- _Directive_
Locate every line in the entries below that contains the word "cabinet", and copy each of those lines.

[Saved entries]
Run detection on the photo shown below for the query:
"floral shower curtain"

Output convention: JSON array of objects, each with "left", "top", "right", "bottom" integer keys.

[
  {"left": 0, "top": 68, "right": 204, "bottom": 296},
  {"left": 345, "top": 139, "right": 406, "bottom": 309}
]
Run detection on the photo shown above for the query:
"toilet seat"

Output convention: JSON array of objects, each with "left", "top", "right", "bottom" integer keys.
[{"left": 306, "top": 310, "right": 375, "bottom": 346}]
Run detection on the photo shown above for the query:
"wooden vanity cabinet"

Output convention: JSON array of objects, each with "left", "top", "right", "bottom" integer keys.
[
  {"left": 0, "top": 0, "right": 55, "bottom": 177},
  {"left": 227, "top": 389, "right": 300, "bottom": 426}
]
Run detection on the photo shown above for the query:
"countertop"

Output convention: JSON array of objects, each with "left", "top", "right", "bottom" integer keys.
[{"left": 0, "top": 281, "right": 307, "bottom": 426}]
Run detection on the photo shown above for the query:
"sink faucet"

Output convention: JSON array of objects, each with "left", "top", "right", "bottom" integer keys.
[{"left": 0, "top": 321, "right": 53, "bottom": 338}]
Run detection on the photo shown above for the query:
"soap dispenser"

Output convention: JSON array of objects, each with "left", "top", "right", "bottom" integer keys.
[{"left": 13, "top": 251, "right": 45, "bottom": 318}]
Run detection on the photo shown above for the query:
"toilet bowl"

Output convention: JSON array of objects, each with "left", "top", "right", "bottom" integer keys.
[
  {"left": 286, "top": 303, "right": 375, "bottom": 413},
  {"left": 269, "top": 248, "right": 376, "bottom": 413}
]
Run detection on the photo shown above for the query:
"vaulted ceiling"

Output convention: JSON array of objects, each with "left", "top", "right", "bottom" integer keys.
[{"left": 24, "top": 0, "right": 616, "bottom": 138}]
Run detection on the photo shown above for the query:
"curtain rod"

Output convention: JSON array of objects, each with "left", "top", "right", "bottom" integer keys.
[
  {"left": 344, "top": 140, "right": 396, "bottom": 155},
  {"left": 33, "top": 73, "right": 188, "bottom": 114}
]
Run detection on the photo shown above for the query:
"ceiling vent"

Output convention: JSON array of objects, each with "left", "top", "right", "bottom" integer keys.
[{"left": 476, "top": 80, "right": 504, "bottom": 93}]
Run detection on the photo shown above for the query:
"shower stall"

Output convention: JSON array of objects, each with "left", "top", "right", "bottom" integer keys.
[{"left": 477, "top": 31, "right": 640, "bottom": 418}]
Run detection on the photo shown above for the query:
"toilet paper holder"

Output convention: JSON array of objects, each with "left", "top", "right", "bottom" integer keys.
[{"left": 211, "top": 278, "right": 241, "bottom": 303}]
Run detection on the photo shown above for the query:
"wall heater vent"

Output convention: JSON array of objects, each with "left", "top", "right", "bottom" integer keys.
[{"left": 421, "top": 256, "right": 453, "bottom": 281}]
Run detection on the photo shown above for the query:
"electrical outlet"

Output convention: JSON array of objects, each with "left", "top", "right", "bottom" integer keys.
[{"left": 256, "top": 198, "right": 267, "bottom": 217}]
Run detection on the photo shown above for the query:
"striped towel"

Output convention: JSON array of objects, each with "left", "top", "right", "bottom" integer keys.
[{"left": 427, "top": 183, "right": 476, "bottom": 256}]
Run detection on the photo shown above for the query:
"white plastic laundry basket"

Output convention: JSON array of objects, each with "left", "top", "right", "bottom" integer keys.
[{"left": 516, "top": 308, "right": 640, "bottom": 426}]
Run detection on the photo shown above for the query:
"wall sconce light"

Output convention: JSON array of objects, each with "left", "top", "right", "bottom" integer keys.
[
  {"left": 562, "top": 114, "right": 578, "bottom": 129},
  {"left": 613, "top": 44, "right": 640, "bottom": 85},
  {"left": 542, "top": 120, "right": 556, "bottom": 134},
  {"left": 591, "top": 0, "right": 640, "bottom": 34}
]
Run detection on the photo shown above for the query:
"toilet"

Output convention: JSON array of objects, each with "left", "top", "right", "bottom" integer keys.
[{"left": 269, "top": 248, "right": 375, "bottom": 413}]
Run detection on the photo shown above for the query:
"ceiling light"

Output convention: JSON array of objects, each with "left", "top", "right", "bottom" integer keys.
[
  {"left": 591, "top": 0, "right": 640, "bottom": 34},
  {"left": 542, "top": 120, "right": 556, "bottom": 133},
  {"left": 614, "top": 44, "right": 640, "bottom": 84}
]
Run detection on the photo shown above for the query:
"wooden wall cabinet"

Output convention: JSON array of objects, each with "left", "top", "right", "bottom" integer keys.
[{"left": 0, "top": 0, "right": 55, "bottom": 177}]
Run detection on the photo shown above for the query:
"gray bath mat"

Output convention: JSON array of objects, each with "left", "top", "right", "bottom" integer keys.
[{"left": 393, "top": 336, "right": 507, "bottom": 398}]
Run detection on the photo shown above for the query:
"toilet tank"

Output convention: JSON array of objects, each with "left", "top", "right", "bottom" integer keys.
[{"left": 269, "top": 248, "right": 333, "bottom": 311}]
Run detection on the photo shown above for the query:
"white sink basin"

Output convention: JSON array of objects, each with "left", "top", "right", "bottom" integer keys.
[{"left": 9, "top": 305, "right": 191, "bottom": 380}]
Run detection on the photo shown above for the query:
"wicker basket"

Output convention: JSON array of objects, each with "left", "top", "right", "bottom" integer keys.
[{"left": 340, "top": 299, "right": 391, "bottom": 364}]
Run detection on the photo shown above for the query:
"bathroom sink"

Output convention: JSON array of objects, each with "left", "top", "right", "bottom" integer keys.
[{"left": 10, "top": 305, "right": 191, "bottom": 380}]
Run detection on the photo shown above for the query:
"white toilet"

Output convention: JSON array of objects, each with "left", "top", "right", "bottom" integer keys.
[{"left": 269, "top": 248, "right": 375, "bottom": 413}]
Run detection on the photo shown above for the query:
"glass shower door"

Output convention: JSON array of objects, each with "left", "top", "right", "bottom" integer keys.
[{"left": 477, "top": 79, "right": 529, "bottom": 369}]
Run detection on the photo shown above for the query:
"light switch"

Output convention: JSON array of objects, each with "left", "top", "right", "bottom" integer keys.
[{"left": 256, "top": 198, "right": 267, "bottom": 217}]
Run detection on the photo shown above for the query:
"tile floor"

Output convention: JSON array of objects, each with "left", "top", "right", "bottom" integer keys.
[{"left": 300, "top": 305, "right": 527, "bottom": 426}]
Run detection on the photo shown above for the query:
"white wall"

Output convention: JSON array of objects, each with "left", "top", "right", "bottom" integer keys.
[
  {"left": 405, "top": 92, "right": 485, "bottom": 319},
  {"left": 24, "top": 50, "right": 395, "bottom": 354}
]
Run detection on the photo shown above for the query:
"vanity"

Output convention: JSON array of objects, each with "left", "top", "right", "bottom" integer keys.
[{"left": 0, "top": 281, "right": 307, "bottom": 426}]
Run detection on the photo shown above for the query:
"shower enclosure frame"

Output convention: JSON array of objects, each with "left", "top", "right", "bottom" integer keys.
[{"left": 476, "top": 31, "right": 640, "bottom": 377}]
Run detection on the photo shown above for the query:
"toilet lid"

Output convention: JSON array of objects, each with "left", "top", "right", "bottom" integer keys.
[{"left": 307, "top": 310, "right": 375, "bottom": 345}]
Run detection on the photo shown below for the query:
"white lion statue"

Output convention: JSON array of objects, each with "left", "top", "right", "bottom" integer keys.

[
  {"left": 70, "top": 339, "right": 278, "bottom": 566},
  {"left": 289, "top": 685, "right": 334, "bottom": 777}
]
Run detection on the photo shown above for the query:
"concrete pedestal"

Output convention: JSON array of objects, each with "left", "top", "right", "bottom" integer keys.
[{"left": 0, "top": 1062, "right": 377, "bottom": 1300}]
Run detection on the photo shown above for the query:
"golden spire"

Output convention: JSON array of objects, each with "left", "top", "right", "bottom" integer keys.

- _Task result_
"wooden vanity cabinet"
"wooden wall cabinet"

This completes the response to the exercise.